* What you will do
**a.** Decide whether each statement below agrees with the article on seasonal depression in Seattle, answering yes or no and quoting the deciding words: (i) Walker began taking vitamin D supplements; (ii) Avery has studied light therapy for seasonal affective disorder for the past 10 years; (iii) Walker's efforts to feel better are working.
**b.** List every subject that the article on seasonal depression in Seattle says the psychiatrist David Avery has studied.

* Text
-------
SEATTLE, Wash. -- John Walker, formerly of Kentucky, made it through his first Seattle winter last year just fine, but recently he started feeling blue.
Suspecting a lack of brightness was the problem, he began taking vitamin D supplements and hung a small string of white Christmas lights in his bedroom, "so it would seem like the sun is rising" when he wakes, he said.
But it's not working so far.
"I don't know what happened; it feels like I just got hit by it really hard in a wave," Walker said. "It's hard to go to work in the dark and come home in the dark, and my body is saying, 'Oh no, we have to go through this again.' It feels like I'm having an existential crisis."
He is not alone.
According to Seattle psychiatrist David Avery, who's studied circadian rhythms--our "body clock" -- the body's temperature regulation and light therapy in the treatment of seasonal affective disorder (SAD) for the past 25 years, nearly all of us living here near latitude 47 experience at least a little seasonal depression that's tied to changes in seasons and, more specifically, the amount of light to which we are exposed.
Pacific Northwest residents see the sun rise and set in fewer than 81/2 hours by December. And what little daylight we get is often shrouded by clouds.
Avery said while there's an estimated 5 to 10 percent of people who are severely affected by the disorder, and a group that seems to experience "no seasonality at all," most of us fall somewhere in between.
-------
* Listed records

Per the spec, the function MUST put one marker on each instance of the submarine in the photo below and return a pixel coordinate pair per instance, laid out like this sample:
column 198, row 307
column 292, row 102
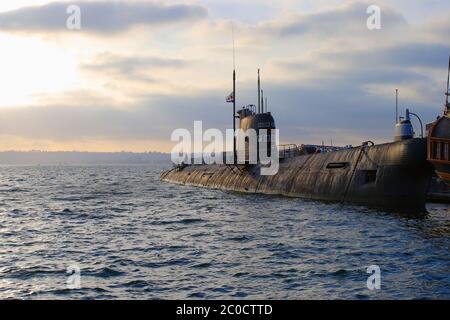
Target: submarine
column 394, row 176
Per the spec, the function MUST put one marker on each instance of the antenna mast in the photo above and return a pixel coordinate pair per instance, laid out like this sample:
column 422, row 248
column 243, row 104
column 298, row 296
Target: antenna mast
column 259, row 94
column 234, row 97
column 396, row 106
column 447, row 106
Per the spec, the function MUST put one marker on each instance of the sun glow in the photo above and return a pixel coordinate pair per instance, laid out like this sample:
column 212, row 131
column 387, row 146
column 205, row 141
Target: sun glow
column 30, row 67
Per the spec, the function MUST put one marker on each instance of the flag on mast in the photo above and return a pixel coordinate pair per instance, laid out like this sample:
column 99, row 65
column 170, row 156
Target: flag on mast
column 230, row 98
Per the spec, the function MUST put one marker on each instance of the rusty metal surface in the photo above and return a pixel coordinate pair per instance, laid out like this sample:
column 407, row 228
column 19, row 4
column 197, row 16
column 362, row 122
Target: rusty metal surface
column 394, row 175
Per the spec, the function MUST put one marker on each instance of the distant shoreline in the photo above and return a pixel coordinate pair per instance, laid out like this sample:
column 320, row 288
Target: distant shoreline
column 80, row 158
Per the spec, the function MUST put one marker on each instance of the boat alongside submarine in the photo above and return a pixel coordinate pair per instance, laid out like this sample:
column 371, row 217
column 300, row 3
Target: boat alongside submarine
column 395, row 175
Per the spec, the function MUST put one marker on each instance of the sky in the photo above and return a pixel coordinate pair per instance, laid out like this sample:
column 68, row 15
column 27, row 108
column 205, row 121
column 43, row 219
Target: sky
column 137, row 70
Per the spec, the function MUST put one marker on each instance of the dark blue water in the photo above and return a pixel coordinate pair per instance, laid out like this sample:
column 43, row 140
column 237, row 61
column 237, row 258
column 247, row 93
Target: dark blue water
column 135, row 237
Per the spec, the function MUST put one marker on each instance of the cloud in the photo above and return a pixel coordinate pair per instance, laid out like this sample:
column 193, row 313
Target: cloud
column 346, row 19
column 136, row 68
column 101, row 16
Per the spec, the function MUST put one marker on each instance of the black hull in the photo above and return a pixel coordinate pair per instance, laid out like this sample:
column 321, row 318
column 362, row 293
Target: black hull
column 392, row 176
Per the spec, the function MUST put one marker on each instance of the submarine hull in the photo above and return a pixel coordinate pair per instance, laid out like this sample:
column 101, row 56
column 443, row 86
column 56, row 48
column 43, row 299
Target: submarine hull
column 393, row 176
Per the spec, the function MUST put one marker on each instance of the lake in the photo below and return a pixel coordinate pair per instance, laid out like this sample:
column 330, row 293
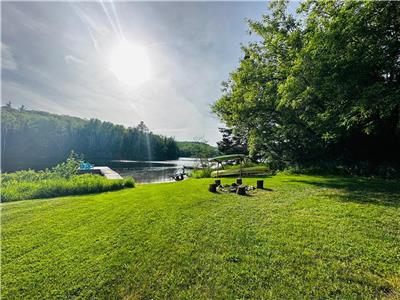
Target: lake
column 150, row 171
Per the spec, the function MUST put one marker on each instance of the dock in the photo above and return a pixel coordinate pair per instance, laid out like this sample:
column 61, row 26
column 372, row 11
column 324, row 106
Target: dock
column 103, row 171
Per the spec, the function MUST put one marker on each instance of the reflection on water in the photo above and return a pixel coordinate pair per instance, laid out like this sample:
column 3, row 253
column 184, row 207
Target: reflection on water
column 150, row 171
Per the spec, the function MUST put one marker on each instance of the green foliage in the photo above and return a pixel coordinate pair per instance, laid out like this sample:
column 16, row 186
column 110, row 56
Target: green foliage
column 196, row 149
column 56, row 187
column 320, row 86
column 201, row 173
column 309, row 238
column 30, row 138
column 61, row 180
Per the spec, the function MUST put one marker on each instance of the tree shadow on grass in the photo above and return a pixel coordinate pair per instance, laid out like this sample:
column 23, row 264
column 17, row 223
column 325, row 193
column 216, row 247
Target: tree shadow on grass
column 360, row 190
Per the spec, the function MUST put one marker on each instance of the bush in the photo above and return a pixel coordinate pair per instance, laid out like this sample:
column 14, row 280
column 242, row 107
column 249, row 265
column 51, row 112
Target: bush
column 55, row 187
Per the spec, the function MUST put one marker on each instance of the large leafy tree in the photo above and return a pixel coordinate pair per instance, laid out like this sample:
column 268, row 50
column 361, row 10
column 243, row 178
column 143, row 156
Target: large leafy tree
column 323, row 84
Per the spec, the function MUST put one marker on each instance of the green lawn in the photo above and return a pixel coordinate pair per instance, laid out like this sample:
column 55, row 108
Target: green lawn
column 307, row 237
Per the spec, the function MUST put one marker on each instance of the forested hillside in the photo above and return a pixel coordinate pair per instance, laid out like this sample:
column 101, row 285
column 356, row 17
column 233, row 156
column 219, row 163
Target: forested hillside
column 34, row 138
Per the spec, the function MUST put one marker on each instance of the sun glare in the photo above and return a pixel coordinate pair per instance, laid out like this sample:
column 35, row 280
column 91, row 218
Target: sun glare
column 130, row 64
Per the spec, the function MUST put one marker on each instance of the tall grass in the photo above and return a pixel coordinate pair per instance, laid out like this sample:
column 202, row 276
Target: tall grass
column 60, row 180
column 12, row 190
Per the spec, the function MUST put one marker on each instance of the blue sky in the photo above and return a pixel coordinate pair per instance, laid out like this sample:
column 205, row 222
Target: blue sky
column 55, row 57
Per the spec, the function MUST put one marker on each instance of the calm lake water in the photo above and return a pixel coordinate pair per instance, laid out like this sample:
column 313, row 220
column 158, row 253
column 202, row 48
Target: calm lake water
column 150, row 171
column 142, row 171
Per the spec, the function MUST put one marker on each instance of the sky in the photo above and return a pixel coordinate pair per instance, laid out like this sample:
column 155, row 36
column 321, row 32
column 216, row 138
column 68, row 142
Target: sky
column 58, row 57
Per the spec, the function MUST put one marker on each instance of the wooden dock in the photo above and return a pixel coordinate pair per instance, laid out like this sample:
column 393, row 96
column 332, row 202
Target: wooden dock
column 103, row 171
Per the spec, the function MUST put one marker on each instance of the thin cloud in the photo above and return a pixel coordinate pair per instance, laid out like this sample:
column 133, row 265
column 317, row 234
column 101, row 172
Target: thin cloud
column 70, row 59
column 8, row 61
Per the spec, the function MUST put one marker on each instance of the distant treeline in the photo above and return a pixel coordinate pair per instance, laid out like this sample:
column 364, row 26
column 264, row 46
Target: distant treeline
column 34, row 138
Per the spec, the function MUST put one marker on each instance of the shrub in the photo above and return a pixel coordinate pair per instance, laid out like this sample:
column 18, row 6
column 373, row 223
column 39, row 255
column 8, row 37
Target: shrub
column 201, row 173
column 54, row 187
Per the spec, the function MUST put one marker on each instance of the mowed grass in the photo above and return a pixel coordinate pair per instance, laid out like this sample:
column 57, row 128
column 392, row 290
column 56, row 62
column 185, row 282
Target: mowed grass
column 306, row 237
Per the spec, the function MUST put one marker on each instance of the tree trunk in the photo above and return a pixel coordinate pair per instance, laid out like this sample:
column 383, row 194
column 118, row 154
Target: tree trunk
column 212, row 188
column 241, row 190
column 260, row 184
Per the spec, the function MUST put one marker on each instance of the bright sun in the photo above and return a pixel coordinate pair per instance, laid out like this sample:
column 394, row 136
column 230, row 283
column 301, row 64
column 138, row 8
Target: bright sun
column 130, row 64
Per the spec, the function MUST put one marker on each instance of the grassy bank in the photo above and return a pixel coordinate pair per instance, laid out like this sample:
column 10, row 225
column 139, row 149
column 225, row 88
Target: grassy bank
column 13, row 190
column 306, row 237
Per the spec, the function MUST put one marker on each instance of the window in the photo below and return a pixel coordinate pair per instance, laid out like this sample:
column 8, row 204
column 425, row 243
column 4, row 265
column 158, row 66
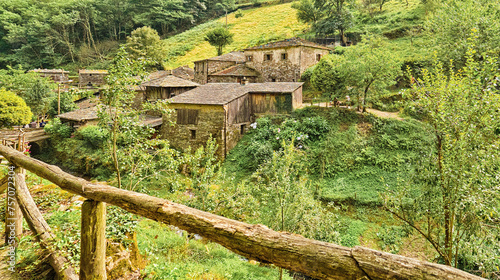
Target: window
column 187, row 116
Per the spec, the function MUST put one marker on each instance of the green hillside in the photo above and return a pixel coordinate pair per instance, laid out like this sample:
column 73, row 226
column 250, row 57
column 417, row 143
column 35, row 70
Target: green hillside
column 257, row 26
column 397, row 21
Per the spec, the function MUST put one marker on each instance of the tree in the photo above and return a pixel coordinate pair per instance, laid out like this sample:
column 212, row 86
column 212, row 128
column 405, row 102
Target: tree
column 453, row 197
column 13, row 109
column 451, row 24
column 368, row 66
column 219, row 38
column 326, row 16
column 144, row 42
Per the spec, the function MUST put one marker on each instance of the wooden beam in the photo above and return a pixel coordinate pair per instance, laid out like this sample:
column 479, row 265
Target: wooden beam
column 317, row 259
column 42, row 231
column 93, row 243
column 13, row 215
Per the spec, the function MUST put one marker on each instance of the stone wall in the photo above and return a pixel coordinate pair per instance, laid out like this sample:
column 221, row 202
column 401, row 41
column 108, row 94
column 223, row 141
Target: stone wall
column 91, row 79
column 210, row 122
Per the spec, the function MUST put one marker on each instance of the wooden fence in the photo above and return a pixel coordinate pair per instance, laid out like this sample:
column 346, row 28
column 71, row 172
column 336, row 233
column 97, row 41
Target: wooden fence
column 317, row 259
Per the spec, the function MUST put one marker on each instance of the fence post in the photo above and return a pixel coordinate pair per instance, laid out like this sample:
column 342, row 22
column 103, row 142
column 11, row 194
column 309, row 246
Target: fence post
column 13, row 214
column 93, row 243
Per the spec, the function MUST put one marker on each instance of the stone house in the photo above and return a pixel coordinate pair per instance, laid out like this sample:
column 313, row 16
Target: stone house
column 282, row 61
column 91, row 78
column 206, row 67
column 225, row 111
column 57, row 75
column 166, row 87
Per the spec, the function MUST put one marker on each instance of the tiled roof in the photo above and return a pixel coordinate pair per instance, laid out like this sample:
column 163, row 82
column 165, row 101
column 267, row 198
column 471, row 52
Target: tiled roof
column 223, row 93
column 292, row 42
column 50, row 71
column 183, row 72
column 169, row 81
column 232, row 56
column 85, row 71
column 237, row 70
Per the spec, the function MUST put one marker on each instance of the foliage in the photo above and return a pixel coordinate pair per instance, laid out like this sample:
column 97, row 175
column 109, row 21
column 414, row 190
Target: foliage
column 13, row 109
column 67, row 104
column 367, row 66
column 286, row 199
column 62, row 32
column 219, row 38
column 460, row 180
column 94, row 135
column 452, row 23
column 145, row 43
column 57, row 129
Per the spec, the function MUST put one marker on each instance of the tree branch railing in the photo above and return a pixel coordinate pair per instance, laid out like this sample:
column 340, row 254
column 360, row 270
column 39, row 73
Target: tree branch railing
column 317, row 259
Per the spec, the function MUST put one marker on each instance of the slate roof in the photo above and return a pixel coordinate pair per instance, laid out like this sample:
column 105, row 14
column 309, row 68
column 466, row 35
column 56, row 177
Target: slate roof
column 232, row 56
column 50, row 71
column 292, row 42
column 223, row 93
column 237, row 70
column 169, row 81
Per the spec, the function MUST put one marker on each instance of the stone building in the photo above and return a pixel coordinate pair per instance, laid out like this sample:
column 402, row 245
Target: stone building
column 204, row 68
column 57, row 75
column 225, row 111
column 166, row 87
column 91, row 78
column 282, row 61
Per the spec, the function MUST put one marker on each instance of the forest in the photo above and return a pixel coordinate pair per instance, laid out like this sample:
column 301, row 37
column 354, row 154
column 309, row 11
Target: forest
column 408, row 164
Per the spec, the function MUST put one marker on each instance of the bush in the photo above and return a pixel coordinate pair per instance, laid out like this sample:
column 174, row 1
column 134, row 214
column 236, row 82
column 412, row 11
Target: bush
column 57, row 129
column 93, row 135
column 238, row 14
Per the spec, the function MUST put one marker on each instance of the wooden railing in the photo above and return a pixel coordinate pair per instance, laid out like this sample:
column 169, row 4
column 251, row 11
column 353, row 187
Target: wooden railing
column 317, row 259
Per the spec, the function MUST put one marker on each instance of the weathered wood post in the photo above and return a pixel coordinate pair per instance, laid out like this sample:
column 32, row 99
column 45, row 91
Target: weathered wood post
column 93, row 244
column 13, row 214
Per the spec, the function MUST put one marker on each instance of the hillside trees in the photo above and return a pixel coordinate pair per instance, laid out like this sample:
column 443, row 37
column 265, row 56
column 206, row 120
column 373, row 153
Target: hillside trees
column 326, row 16
column 452, row 23
column 13, row 109
column 219, row 38
column 368, row 67
column 458, row 183
column 145, row 43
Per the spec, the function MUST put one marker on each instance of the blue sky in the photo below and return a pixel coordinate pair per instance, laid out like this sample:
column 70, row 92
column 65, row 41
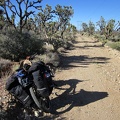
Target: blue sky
column 86, row 10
-------
* Written responses
**a.**
(i) Yes: "he began taking vitamin D supplements"
(ii) No: "for the past 25 years"
(iii) No: "But it's not working so far."

**b.**
- Circadian rhythms (the "body clock")
- The body's temperature regulation
- Light therapy in the treatment of seasonal affective disorder (SAD)